> _Text section_:
Nothing unexpected here, but a great reminder of why BLEU can be very inaccurate as an evaluation metric for translation quality.
The Peculiarity of COMET
BLEU and chrF absolute scores can be used for diagnostic purposes and answer basic questions: How close are we to the reference with a given tokenization? Has the system likely generated text in the target language? etc. COMET cannot, but is much more reliable for ranking systems as demonstrated in previous work.
Since I observed large amplitudes between COMET scores, I experimented with several COMET models to observe how scores vary across them.
I could observe that wmt20-comet-da (the default model) scores are quite different from all the other models. While the maximum score obtained by a system with wmt20-comet-da is 104.9 (uk→cs), the scores obtained with the other 4 models never exceed 15.9 for all translation directions. More particularly, with wmt21-comet-da, for ja→en the best system is scored at 1.1, as illustrated in the following table.
Even more peculiar, for zh→en, wmt21-comet-da scores are negative for all the systems:
With wmt21-comet-mqm, the systems’ scores look all very close to each other when rounded.
I conclude that absolute COMET scores are not informative whatever model we use. Negative COMET scores can be assigned to excellent machine translation systems.
This evaluation clearly shows that some translation directions are easier than others. However, what I found the most interesting after running all these experiments is that I have no clue how good the systems are! BLEU and chrF will only tell us how close we are to a particular reference translation, but the absolute scores can vary a lot given the tokenization used. COMET is only useful for ranking systems. To the best of my knowledge, in 2022, we still don’t have an automatic evaluation metric for MT that is:
- informative on the translation quality, i.e., not only accurate for ranking systems;
- and that would yield scores comparable across different settings such as domains, language pairs, tokenizations, etc.

> _Provided material_:

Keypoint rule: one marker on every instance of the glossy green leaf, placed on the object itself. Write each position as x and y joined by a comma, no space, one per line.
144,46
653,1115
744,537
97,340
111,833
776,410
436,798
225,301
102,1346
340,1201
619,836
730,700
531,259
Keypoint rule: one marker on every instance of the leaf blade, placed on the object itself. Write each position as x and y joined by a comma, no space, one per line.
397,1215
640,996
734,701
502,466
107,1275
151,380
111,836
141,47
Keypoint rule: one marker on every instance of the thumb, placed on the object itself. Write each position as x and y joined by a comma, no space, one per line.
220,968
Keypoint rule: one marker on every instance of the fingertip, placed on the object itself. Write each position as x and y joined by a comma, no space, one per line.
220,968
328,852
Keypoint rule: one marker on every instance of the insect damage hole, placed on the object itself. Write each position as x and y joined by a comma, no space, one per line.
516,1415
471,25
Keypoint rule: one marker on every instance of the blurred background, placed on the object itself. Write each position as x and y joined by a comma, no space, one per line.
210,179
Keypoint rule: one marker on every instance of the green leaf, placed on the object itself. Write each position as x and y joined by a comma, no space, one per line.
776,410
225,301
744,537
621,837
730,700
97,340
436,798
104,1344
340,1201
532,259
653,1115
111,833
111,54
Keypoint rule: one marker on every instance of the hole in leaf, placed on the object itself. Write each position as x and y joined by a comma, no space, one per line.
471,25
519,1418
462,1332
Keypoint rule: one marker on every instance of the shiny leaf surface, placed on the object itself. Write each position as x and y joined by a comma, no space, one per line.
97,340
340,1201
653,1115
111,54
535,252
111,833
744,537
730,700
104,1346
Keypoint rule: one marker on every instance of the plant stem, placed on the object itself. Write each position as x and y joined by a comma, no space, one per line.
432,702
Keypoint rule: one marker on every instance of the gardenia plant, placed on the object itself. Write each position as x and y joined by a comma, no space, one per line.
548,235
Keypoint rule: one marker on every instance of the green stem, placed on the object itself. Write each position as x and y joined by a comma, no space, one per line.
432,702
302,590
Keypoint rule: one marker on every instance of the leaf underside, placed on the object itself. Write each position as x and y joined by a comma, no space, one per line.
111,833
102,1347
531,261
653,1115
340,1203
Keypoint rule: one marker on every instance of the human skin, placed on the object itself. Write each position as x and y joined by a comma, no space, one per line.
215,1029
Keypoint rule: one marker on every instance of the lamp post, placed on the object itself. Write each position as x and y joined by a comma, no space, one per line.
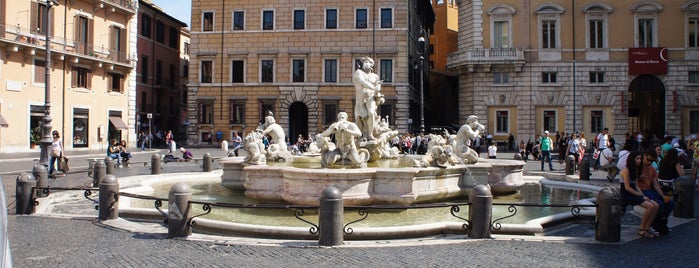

> _Explore the material_:
**1)** In the text on machine translation metrics:
(a) Which COMET model is the default?
(b) For which translation direction did wmt21-comet-da give negative scores to all systems?
(c) What is the highest score any system got with wmt20-comet-da, and in which direction?
**2)** Carry on the text on machine translation metrics, picking up after its final list item.

> _Responses by item number_:
**1)**
(a) wmt20-comet-da
(b) zh→en
(c) 104.9, for uk→cs

**2)**
Thanks to BLEU and chrF, we can observe that we are somewhat close to the reference translations for some translation directions like cs→en and en→zh, but still very far for others such as en↔liv and ru↔sah. COMET, on the other hand, shows that WMT22 systems are significantly better than the online systems for only 5 among 19 translation directions (I left out en↔liv): cs→uk (AMU), uk→cs (AMU), de→en (JDExploreAcademy), en→ja (JDExploreAcademy, NT5, LanguageX), and en→zh (LanguageX).
It will be interesting to observe whether these findings correlate with the human evaluation conducted by WMT22.
I only highlighted the main findings of my evaluation. There is more, especially an attempt of combining all the systems submitted, in my submission to arXiv.
I would like to thank the WMT organizers for releasing the translations and Tom Kocmi for providing preliminary results as well as insightful comments and suggestions on the first draft of my arXiv report.